**Data to examine**
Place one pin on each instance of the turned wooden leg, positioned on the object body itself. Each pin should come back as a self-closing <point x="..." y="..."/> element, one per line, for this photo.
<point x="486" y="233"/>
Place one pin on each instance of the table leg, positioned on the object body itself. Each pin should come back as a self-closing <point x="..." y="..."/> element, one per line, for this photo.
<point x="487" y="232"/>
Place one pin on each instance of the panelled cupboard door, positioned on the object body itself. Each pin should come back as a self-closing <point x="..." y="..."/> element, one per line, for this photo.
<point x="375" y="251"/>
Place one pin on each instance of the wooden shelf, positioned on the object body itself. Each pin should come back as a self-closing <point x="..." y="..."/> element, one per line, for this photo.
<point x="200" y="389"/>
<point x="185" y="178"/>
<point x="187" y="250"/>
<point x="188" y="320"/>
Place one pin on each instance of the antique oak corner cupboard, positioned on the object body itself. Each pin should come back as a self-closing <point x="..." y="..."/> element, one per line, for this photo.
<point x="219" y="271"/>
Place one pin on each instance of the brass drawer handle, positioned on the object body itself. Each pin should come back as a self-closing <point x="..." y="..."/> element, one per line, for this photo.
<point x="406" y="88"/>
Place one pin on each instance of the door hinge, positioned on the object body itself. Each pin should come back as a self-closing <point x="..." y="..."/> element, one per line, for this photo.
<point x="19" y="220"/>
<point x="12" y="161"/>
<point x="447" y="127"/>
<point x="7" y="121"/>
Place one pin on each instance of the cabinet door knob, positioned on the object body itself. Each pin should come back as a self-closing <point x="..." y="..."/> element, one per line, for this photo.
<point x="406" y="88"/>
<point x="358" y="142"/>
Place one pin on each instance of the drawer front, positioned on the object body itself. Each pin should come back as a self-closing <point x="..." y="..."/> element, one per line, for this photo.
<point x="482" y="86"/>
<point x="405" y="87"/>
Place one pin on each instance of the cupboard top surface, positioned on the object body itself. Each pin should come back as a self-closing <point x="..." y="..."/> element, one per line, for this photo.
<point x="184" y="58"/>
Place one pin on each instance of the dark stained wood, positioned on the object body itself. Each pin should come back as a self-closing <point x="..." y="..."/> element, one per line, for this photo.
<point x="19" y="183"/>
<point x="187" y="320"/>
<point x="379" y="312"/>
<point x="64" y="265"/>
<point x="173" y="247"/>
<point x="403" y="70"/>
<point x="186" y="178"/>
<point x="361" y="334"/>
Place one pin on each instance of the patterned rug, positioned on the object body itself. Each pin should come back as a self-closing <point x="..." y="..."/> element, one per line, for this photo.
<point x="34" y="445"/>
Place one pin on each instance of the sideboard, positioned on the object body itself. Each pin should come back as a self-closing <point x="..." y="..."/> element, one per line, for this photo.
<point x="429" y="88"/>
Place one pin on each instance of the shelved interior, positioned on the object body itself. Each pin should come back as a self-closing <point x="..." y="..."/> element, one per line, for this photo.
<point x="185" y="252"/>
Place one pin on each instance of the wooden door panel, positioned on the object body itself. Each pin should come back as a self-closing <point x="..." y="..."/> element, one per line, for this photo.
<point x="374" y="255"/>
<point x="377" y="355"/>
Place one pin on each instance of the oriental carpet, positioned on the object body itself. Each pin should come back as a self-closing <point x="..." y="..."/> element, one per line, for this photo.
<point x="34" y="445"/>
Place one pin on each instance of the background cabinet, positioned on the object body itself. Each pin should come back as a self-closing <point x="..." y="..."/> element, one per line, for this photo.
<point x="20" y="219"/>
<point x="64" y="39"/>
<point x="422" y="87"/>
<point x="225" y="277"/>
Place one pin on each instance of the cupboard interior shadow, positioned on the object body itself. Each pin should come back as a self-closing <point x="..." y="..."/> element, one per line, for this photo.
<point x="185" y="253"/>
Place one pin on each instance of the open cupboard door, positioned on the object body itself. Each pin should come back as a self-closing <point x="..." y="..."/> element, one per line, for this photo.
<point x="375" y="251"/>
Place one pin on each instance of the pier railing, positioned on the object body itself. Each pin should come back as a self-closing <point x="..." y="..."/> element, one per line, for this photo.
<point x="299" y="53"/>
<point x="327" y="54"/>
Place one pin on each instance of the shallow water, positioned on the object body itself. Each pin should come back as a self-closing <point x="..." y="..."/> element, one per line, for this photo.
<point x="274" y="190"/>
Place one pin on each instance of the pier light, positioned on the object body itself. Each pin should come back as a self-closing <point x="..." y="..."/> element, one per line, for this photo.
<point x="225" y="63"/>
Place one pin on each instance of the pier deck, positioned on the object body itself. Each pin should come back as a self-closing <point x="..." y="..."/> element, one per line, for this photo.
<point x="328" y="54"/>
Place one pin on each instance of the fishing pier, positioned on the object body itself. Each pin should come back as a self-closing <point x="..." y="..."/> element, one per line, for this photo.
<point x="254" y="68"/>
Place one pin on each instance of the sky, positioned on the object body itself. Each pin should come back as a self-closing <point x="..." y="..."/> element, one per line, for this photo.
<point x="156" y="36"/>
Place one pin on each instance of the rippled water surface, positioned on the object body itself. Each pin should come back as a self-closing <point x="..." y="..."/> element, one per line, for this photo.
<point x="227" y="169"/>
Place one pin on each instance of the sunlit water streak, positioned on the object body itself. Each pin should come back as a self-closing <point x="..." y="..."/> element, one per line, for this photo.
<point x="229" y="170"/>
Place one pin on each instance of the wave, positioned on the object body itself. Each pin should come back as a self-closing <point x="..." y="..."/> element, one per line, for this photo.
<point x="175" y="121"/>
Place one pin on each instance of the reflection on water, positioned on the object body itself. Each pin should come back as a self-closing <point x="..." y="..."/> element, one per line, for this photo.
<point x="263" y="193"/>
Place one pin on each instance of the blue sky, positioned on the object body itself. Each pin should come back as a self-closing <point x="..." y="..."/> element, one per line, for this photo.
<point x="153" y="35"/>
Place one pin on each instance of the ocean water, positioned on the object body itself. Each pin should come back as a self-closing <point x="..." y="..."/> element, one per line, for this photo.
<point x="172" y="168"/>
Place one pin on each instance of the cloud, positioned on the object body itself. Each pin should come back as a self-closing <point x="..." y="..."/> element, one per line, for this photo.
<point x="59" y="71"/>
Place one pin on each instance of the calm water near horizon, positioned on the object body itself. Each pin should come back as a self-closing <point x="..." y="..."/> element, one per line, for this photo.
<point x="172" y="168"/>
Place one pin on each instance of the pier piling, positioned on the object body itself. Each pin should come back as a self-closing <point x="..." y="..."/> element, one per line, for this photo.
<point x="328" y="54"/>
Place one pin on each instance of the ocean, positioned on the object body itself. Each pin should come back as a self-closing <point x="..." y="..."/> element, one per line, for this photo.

**What needs to be done**
All the material above should be copied word for word.

**Solved problem**
Place one pin on each instance of the turned wooden leg, positioned on the object body itself. Each pin should come back as a self-closing <point x="..." y="..."/> element, one per line, for this photo.
<point x="486" y="233"/>
Place one pin on each instance of the table leg, positioned on the object body itself. Each pin should come back as a self-closing <point x="..." y="..."/> element, one per line, for this photo.
<point x="487" y="232"/>
Place one pin on each instance of the panelled cupboard door, positioned on the object body itself. Each pin should come back as a self-closing <point x="..." y="..."/> element, one per line, for this photo.
<point x="375" y="251"/>
Place one pin on each instance of the wooden shelf, positioned on the object body itself. Each pin should come back as a self-closing <point x="..." y="..."/> element, one per line, for this photo.
<point x="200" y="389"/>
<point x="185" y="178"/>
<point x="187" y="250"/>
<point x="188" y="320"/>
Place one pin on each instance of the antique oak corner cupboard, positioned on the object body itself. Each pin should come back as a self-closing <point x="..." y="..."/> element, one per line, for this photo.
<point x="219" y="271"/>
Place one pin on each instance of the brass drawer handle, positioned on the object body itself. Each pin should come back as a self-closing <point x="..." y="..."/> element, one per line, for this photo.
<point x="406" y="88"/>
Place one pin on each instance of the door hinge, positioned on the object body itself. Each pin should come back as a self-closing <point x="..." y="..."/> element, one per line, for this photo.
<point x="19" y="220"/>
<point x="12" y="161"/>
<point x="447" y="127"/>
<point x="7" y="121"/>
Place one pin on each instance of the cabinet door knob, positioned on the object body itself. Each pin should come back as a self-closing <point x="..." y="..."/> element, one per line, for this photo.
<point x="406" y="88"/>
<point x="358" y="142"/>
Place one pin on each instance of the drawer front, positioned on the object body itself. Each pin should come back as a self-closing <point x="..." y="..."/> element, one per line, for this photo.
<point x="482" y="86"/>
<point x="405" y="87"/>
Place one pin on each instance of the cupboard top surface, positioned on the object body itself. Each pin should come back as a self-closing <point x="..." y="..."/> element, one per line, for this photo.
<point x="184" y="58"/>
Place one pin on each instance of the dark stained wood, positioned on the object body itself. Each pin should come back as a self-closing <point x="..." y="..."/> element, one per line, for this photo.
<point x="19" y="183"/>
<point x="187" y="320"/>
<point x="379" y="312"/>
<point x="64" y="265"/>
<point x="173" y="247"/>
<point x="403" y="70"/>
<point x="186" y="178"/>
<point x="361" y="334"/>
Place one pin on each instance of the patterned rug, positioned on the object body itself. Each pin should come back as a self-closing <point x="..." y="..."/> element, one per line, for this photo.
<point x="34" y="445"/>
Place one pin on each instance of the sideboard, positioned on the object body itself. Each pin should come back as a self-closing <point x="..." y="..."/> element, one per line, for this photo.
<point x="429" y="88"/>
Place one pin on each instance of the shelved interior, positioned on the object body itself. Each pin should come back as a self-closing <point x="..." y="..."/> element, one per line, for this photo.
<point x="185" y="252"/>
Place one pin on each instance of the wooden door panel, positioned on the object body itself. Each pin should come back as a self-closing <point x="..." y="..."/> element, one per line, for this photo.
<point x="374" y="255"/>
<point x="377" y="355"/>
Place one pin on each instance of the oriental carpet, positioned on the object body itself. Each pin should come back as a self-closing <point x="..." y="..."/> element, one per line, for this photo.
<point x="34" y="445"/>
Place one pin on each instance of the background cabinet, positioned on the object body itself. Each pin should come back as a self-closing <point x="..." y="..."/> element, one per line, for this photo.
<point x="20" y="219"/>
<point x="64" y="39"/>
<point x="422" y="87"/>
<point x="225" y="277"/>
Place one pin on each instance of the cupboard interior shadow, positioned on the object body itself. Each pin should come back as a self-closing <point x="..." y="..."/> element, one per line, for this photo.
<point x="185" y="253"/>
Place one pin on each instance of the open cupboard door, positioned on the object body itself. Each pin should come back as a self-closing <point x="..." y="..."/> element, one per line, for this photo.
<point x="375" y="251"/>
Place one pin on each instance of the pier railing, positioned on the object body itself. Each pin should come back as a self-closing <point x="..." y="..."/> element, one per line, for this photo.
<point x="299" y="53"/>
<point x="327" y="54"/>
Place one pin on each instance of the shallow water, positioned on the object body itself. Each pin should come back as a self-closing <point x="..." y="..."/> element, one per line, for this photo.
<point x="274" y="190"/>
Place one pin on each instance of the pier light, positioned on the object body itself. Each pin should come back as a self-closing <point x="..." y="..."/> element, one per line, for this photo.
<point x="225" y="63"/>
Place one pin on each instance of the pier deck, positioned on the object body itself. Each pin should come back as a self-closing <point x="..." y="..."/> element, one per line, for this photo.
<point x="328" y="54"/>
Place one pin on each instance of the fishing pier, positioned on the object body itself. Each pin should come back as a self-closing <point x="..." y="..."/> element, one per line, for this photo.
<point x="254" y="68"/>
Place one pin on each instance of the sky, positioned on the object body itself. Each pin should come back as a self-closing <point x="..." y="..."/> element, one per line, for this photo.
<point x="156" y="36"/>
Place one pin on each instance of the rippled water surface, positioned on the object body itself. Each pin should come back as a self-closing <point x="..." y="..."/> element, one per line, for this photo.
<point x="227" y="169"/>
Place one pin on each instance of the sunlit water streak, positioned on the object body itself. Each pin should come back as a self-closing <point x="..." y="..."/> element, one per line, for this photo.
<point x="229" y="170"/>
Place one pin on each instance of the wave, positioned on the object body itself. Each pin should come back as a self-closing <point x="..." y="..."/> element, one per line, for this photo.
<point x="175" y="121"/>
Place one pin on each instance of the reflection on water, positioned on the object body itself. Each pin should come back as a self-closing <point x="..." y="..."/> element, one per line, for this photo.
<point x="263" y="193"/>
Place one pin on each instance of the blue sky, positioned on the object body itself. Each pin should come back as a self-closing <point x="..." y="..."/> element, one per line, for this photo.
<point x="153" y="35"/>
Place one pin on each instance of the ocean water, positioned on the object body itself. Each pin should come back as a self-closing <point x="..." y="..."/> element, one per line, for this photo.
<point x="172" y="168"/>
Place one pin on each instance of the cloud, positioned on the object body itself. Each pin should come back as a self-closing <point x="..." y="..."/> element, one per line, for this photo.
<point x="59" y="71"/>
Place one pin on each instance of the calm water near horizon, positioned on the object body itself. Each pin should come back as a self-closing <point x="..." y="..."/> element, one per line, for this photo.
<point x="172" y="168"/>
Place one pin on each instance of the pier piling, positioned on the object body itself. Each pin should come back as a self-closing <point x="..." y="..."/> element, one per line, for this photo.
<point x="328" y="54"/>
Place one pin on each instance of the ocean, positioned on the object body itself. Each pin should come back as a self-closing <point x="..." y="..."/> element, one per line, for this photo.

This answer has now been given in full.